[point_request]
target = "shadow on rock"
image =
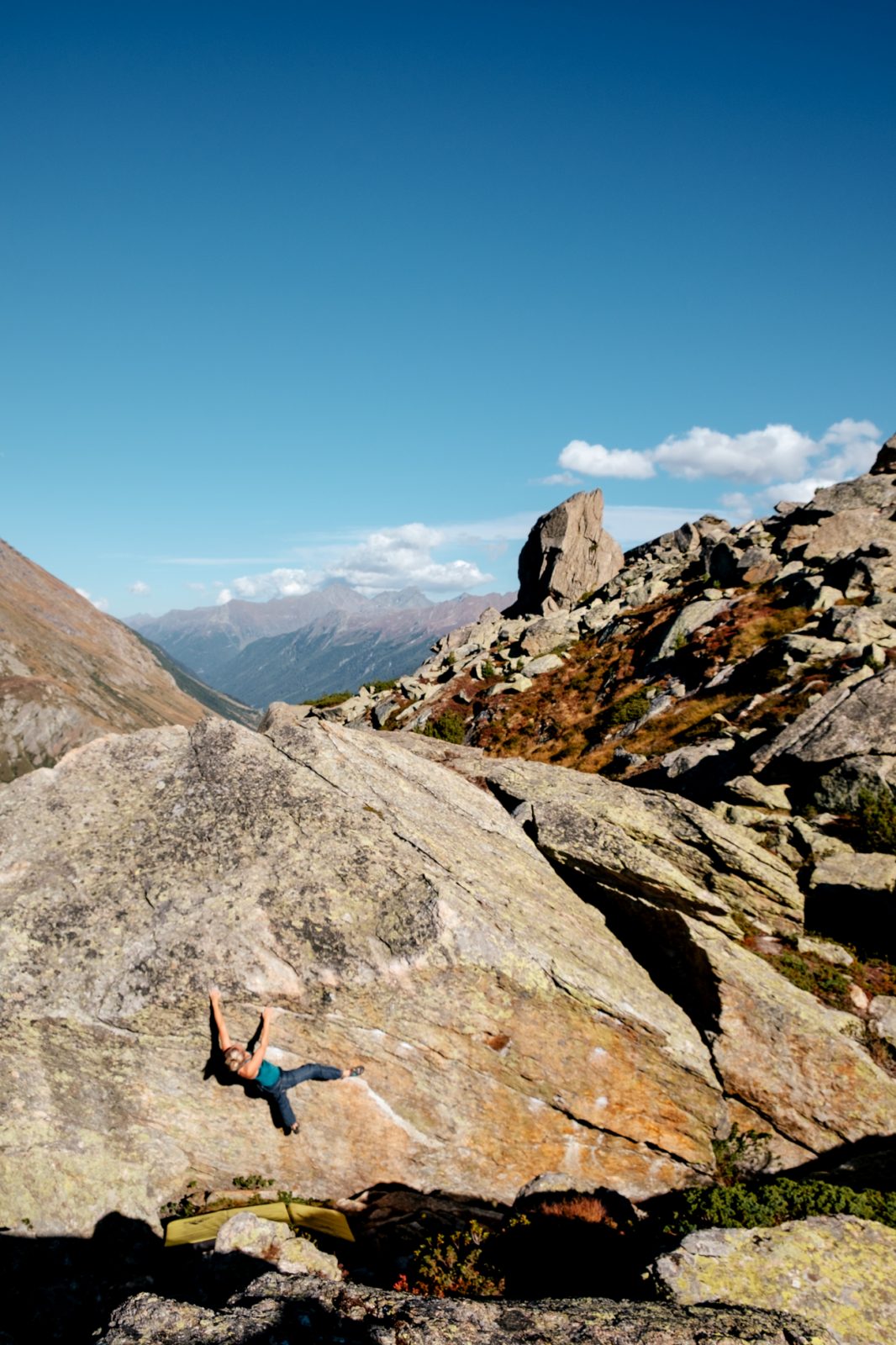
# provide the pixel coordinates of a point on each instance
(77, 1282)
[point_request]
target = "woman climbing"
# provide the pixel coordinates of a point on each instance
(271, 1080)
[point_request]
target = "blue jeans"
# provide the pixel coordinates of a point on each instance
(288, 1079)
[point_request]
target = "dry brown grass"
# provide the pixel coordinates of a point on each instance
(587, 1210)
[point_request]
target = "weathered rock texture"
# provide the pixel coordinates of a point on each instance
------------------------------------------------
▶ [STATED PROBLEM] Reproduce all of the material above word for word, leaving out any pictures.

▶ [RESULT OF THIS TASK]
[point_request]
target = "shadow on rock"
image =
# provide the pixel coordinates of a point on each instance
(77, 1282)
[point_request]
target = "woman climbing"
# provide the pixel coordinates of a point on each instance
(271, 1080)
[point_request]
target = "blue jeans"
# provide the pixel coordinates of a point on each instance
(288, 1079)
[point_request]
target = "dry brown grass"
# provide the pixel coordinates of a point on each instance
(587, 1210)
[point_request]
target = "weathered rock texture"
# provide the pixel coordinates of a point on each instance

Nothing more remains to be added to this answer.